### Aim of the exercise
Write out the records again, exactly, leaving none out.

### Material for this exercise
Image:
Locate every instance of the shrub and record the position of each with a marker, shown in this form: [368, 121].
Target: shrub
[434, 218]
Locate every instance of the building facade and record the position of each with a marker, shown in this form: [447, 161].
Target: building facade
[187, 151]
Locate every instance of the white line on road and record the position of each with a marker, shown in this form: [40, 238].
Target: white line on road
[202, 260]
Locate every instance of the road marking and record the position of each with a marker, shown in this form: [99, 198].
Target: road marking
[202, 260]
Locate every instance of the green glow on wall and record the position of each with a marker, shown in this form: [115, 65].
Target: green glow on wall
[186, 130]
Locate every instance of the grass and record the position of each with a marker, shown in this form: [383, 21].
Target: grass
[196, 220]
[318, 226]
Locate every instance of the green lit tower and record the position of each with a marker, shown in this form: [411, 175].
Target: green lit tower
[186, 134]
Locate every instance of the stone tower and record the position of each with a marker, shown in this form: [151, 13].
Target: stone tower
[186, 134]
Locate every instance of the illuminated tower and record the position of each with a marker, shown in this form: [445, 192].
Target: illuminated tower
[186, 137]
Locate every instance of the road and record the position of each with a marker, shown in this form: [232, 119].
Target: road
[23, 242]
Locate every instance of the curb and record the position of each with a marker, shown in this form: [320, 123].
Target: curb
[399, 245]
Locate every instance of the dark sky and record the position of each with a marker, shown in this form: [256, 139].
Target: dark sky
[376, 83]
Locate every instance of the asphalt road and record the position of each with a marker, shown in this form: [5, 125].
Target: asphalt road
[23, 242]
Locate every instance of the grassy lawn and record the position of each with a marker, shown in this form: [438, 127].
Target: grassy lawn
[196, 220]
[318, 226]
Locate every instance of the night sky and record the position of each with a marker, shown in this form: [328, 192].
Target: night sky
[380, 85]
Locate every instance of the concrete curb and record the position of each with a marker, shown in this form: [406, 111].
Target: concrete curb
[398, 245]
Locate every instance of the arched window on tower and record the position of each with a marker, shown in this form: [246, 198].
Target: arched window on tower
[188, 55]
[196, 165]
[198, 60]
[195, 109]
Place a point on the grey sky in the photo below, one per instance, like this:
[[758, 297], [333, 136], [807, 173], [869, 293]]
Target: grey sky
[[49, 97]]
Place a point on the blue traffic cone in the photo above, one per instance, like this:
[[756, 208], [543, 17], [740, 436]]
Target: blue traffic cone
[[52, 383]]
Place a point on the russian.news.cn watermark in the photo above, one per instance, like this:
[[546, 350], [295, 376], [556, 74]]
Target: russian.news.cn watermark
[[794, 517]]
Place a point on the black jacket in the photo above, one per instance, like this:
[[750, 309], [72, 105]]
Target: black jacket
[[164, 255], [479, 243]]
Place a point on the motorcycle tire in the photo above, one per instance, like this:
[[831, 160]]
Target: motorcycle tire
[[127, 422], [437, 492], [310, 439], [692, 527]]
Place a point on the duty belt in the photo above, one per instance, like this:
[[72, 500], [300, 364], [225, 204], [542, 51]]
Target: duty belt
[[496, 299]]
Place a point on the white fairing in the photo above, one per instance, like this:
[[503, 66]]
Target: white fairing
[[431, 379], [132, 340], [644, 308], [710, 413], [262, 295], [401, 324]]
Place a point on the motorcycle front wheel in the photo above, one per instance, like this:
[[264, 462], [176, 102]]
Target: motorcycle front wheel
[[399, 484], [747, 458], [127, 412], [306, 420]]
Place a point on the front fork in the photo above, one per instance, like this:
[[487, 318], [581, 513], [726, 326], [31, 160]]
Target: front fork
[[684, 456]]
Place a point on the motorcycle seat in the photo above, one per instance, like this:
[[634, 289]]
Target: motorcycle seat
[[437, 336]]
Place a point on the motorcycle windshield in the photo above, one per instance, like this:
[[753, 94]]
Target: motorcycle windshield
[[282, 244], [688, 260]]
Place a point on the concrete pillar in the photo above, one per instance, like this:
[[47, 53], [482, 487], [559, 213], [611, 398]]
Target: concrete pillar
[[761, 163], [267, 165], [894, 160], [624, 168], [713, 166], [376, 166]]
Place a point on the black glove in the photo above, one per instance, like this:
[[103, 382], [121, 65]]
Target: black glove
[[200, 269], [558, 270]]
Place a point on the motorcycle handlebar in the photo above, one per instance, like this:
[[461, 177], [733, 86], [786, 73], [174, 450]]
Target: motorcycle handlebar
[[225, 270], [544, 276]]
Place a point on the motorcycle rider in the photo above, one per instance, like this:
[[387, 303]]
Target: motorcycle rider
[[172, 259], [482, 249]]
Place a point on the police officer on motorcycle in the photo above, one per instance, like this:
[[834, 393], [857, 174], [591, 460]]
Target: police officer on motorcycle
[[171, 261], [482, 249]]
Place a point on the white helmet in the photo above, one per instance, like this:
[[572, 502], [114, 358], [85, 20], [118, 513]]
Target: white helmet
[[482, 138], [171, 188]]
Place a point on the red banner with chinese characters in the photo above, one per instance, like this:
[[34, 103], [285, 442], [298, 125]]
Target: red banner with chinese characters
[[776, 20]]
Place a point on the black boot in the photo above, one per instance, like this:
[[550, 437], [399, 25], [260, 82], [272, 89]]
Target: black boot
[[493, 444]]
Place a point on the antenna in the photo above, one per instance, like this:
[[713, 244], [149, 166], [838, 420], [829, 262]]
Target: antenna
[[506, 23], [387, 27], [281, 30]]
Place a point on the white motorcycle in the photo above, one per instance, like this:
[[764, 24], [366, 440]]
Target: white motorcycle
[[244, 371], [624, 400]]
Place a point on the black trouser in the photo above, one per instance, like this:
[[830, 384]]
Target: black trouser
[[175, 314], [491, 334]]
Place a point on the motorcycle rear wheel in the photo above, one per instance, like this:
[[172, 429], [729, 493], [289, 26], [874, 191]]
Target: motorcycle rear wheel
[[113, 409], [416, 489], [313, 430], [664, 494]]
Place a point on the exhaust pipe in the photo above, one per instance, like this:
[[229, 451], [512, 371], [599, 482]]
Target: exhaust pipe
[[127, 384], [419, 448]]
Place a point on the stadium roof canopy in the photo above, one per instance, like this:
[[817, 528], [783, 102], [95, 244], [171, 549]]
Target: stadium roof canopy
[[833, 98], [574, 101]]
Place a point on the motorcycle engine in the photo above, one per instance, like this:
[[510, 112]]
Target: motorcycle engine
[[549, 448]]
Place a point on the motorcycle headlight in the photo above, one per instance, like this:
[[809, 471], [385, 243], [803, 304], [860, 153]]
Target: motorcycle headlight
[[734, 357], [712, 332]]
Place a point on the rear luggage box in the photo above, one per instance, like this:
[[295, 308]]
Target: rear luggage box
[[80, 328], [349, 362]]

### Response to this task
Image:
Locate every instance of the shrub and record the position of each with a marker, shown in this form: [368, 121].
Target: shrub
[434, 218]
Locate every instance of the building facade and record the position of each with a marker, shown in this form: [447, 161].
Target: building facade
[187, 151]
Locate every instance of the white line on road and record the position of each with a marker, shown in this form: [40, 238].
Target: white line on road
[202, 260]
Locate every instance of the road marking and record the position of each with a marker, shown in this form: [99, 198].
Target: road marking
[202, 260]
Locate every instance of the green glow on wall and record the position of each with a marker, shown in this form: [115, 65].
Target: green glow on wall
[186, 130]
Locate every instance of the grass and record the position of each with a marker, shown in this form: [383, 21].
Target: grass
[196, 220]
[318, 226]
Locate every instance of the green lit tower and record the position of each with a marker, shown in this form: [411, 175].
Target: green lit tower
[186, 134]
Locate every instance of the stone tower and record the position of each with a marker, shown in this form: [151, 13].
Target: stone tower
[186, 134]
Locate every instance of the illuminated tower and record the position of each with a marker, shown in this form: [445, 192].
Target: illuminated tower
[186, 137]
Locate every instance of the road and record the position of each with a marker, shown in this form: [232, 119].
Target: road
[23, 242]
Locate every instance of the curb and record the position of each with a marker, shown in this form: [320, 123].
Target: curb
[399, 245]
Locate every instance of the dark sky and record the position of each with a marker, shown in this form: [256, 139].
Target: dark sky
[376, 83]
Locate every instance of the asphalt road and record the position of each with a marker, shown in this form: [5, 125].
Target: asphalt road
[23, 242]
Locate every instance of the grassy lawn and record the position of each with a marker, shown in this form: [438, 127].
Target: grassy lawn
[196, 220]
[318, 226]
Locate every instance of the night sky and record the position of each with a marker, shown in this form: [328, 192].
Target: night sky
[380, 85]
Locate every instance of the concrete curb and record the position of each with a marker, shown in this form: [406, 111].
Target: concrete curb
[398, 245]
Locate every instance of the arched window on tower and record the position of each with a marker, shown in this form: [246, 198].
Target: arched window on tower
[188, 55]
[196, 165]
[198, 60]
[195, 109]
Place a point on the grey sky in the photo below, one per instance, like this:
[[758, 297], [333, 136], [807, 173], [869, 293]]
Target: grey sky
[[49, 97]]
Place a point on the blue traffic cone in the photo above, one per instance, like this:
[[756, 208], [543, 17], [740, 436]]
Target: blue traffic cone
[[52, 383]]
Place a point on the russian.news.cn watermark in the photo above, one per instance, like this:
[[546, 350], [295, 376], [556, 74]]
Target: russian.news.cn watermark
[[794, 517]]
Place a point on the black jacket in the photo above, one per instance, like this:
[[750, 309], [72, 105]]
Target: black jacket
[[164, 255], [479, 243]]
Place a point on the motorcycle tire in the photo above, one per instance, like this:
[[831, 160]]
Target: motorcycle tire
[[127, 422], [437, 492], [310, 439], [692, 527]]
Place a point on the duty belt in the photo above, one per instance, like this:
[[72, 500], [300, 364], [225, 204], [542, 51]]
Target: duty belt
[[496, 299]]
Place a point on the white fairing in the photo above, one per instance, like this:
[[503, 66]]
Target: white fairing
[[431, 379], [132, 340], [644, 308], [710, 413], [262, 295], [401, 324]]
Place a point on the motorcycle front wheel in the photo above, one per instance, like this:
[[264, 462], [176, 102]]
Target: motorcycle front wheel
[[399, 484], [747, 458], [127, 412], [306, 420]]
Place a point on the front fork in the photo above, one per instance, like this:
[[487, 318], [581, 513], [726, 326], [31, 160]]
Target: front fork
[[684, 456]]
Place a point on the motorcycle seat in the photo above, one per instance, like this:
[[634, 289]]
Target: motorcycle seat
[[437, 336]]
Place a point on the motorcycle windshield in the photo above, one per instance, like this:
[[753, 94]]
Target: motorcycle windshield
[[282, 244], [688, 260]]
Place a point on the concrete pillar in the photo above, one per instance, like this:
[[47, 53], [482, 487], [559, 213], [611, 398]]
Target: concrete pillar
[[761, 163], [267, 165], [894, 160], [624, 168], [713, 166], [376, 166]]
Place a point on the black glove in the photo above, one per instance, like this:
[[103, 382], [121, 65]]
Target: black glove
[[200, 269], [558, 270]]
Place a point on the motorcycle handlebar in the photo above, one per instance, like this:
[[461, 177], [733, 86], [786, 73], [174, 450]]
Target: motorcycle handlebar
[[225, 270], [544, 276]]
Place a point on the motorcycle rider in the photo above, one per instance, like this:
[[387, 303]]
Target: motorcycle rider
[[172, 259], [482, 249]]
Place a point on the police officer on motorcycle in the photo above, one per instance, like this:
[[834, 393], [857, 174], [591, 460]]
Target: police officer on motorcycle
[[171, 261], [482, 249]]
Place a point on the white helmet in the photo above, one per instance, like this:
[[572, 502], [114, 358], [85, 20], [118, 513]]
Target: white helmet
[[482, 138], [171, 188]]
Place a point on the red banner with chinese characters in the photo above, one per instance, like this:
[[34, 103], [285, 442], [298, 125]]
Target: red banner with chinese characters
[[776, 20]]
Place a point on the black boot in the photo above, one per instance, like this:
[[550, 437], [399, 25], [260, 82], [272, 89]]
Target: black boot
[[493, 444]]
Place a point on the antenna in the photo above, one per instance, like this:
[[713, 244], [149, 166], [838, 420], [829, 262]]
Target: antenna
[[506, 23], [387, 27], [281, 30]]
Place a point on the white motorcycle in the photo above, one per instance, like this:
[[764, 24], [366, 440]]
Target: white motorcycle
[[244, 371], [624, 400]]
Place a point on the black trouser in the photo above, one per instance, like this:
[[830, 384]]
Target: black trouser
[[175, 314], [491, 334]]
Place a point on the motorcycle rear wheel in the photo above, one per instance, like this:
[[172, 429], [729, 493], [289, 26], [874, 191]]
Target: motorcycle rear wheel
[[113, 409], [416, 489], [313, 430], [664, 494]]
Place a point on the exhaust pipe in the photo above, one per instance, like this:
[[229, 451], [512, 371], [599, 482]]
Target: exhaust pipe
[[127, 384], [419, 448]]
Place a point on the stadium roof canopy in the photo above, one per instance, like this:
[[817, 528], [783, 102], [95, 244], [171, 549]]
Target: stadium roof canopy
[[833, 98], [574, 101]]
Place a point on the motorcycle engine in the photo above, one per instance, like this:
[[510, 112]]
Target: motorcycle engine
[[549, 448]]
Place a point on the motorcycle headlight in the photo above, one per instance, like this:
[[809, 471], [385, 243], [803, 304], [860, 153]]
Target: motorcycle headlight
[[734, 357], [712, 332]]
Place a point on the rear luggage box in the photo above, one per instance, like this:
[[295, 308]]
Target: rear luggage box
[[80, 328], [349, 362]]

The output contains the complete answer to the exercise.